But what about other architectures? Here, we will consider the six competitor architectures examined in the NeuroImage paper. Here is their matrix representation.
architectures$Model <- factor(architectures$Model,
levels = c("Hub PFC", "Hub Temporal", "Hub Procedural",
"Hierarchical 1", "Hierarchical 2", "Hierarchical 3",
"CMC"))
ggplot(architectures,
aes(x=From, y=To)) +
geom_tile(aes(fill=Link), col="white") +
facet_wrap(~ Model, nrow=3) +
ggtitle("Connectivity Matrix Representation\nof the Different Architectures ") +
scale_fill_viridis_c(option="inferno", end = 0.8) +
# ggtitle("Predicted vs. Observed Architecture") +
coord_equal(ratio = 1) +
theme(axis.text.x = element_text(angle = 90, hjust = 1)) +
theme_pander() +
theme(legend.position = "NA")
How good do they do? To compare them, we will use three different metrics. The first is the degree of Overlap, or the proportion of correctly predicted connections. The second is the Correlation between the vectors of observed and predicted connections. The third is the Z-score, or the standard deviations of the distance between the number of correctly predicted connections and the number expected by chance.

◆ Collected data ◆
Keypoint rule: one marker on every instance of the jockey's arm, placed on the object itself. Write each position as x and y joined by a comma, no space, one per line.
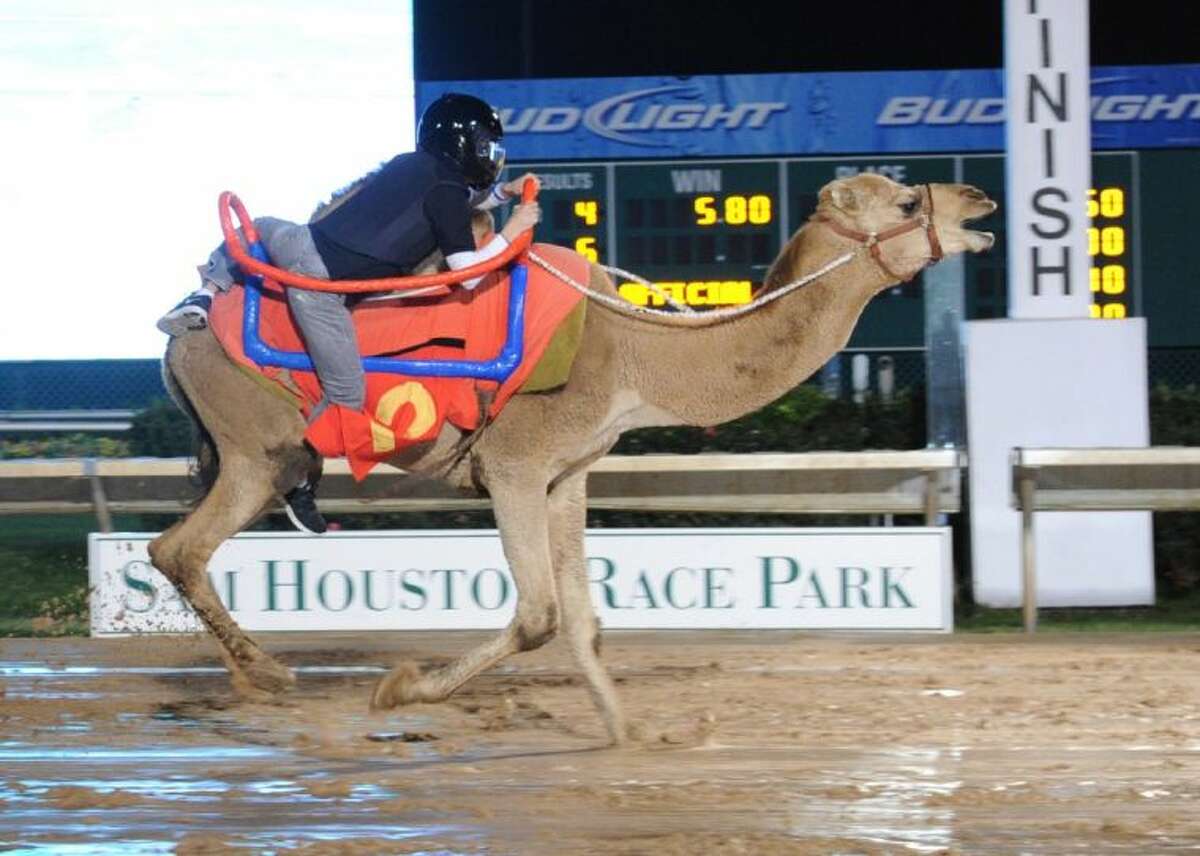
523,217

◆ Required task ◆
From the excerpt on comparing the competitor architectures, copy word for word the part that begins with the words "How good do" and ends with "expected by chance.".

◆ Answer for the task ◆
How good do they do? To compare them, we will use three different metrics. The first is the degree of Overlap, or the proportion of correctly predicted connections. The second is the Correlation between the vectors of observed and predicted connections. The third is the Z-score, or the standard deviations of the distance between the number of correctly predicted connections and the number expected by chance.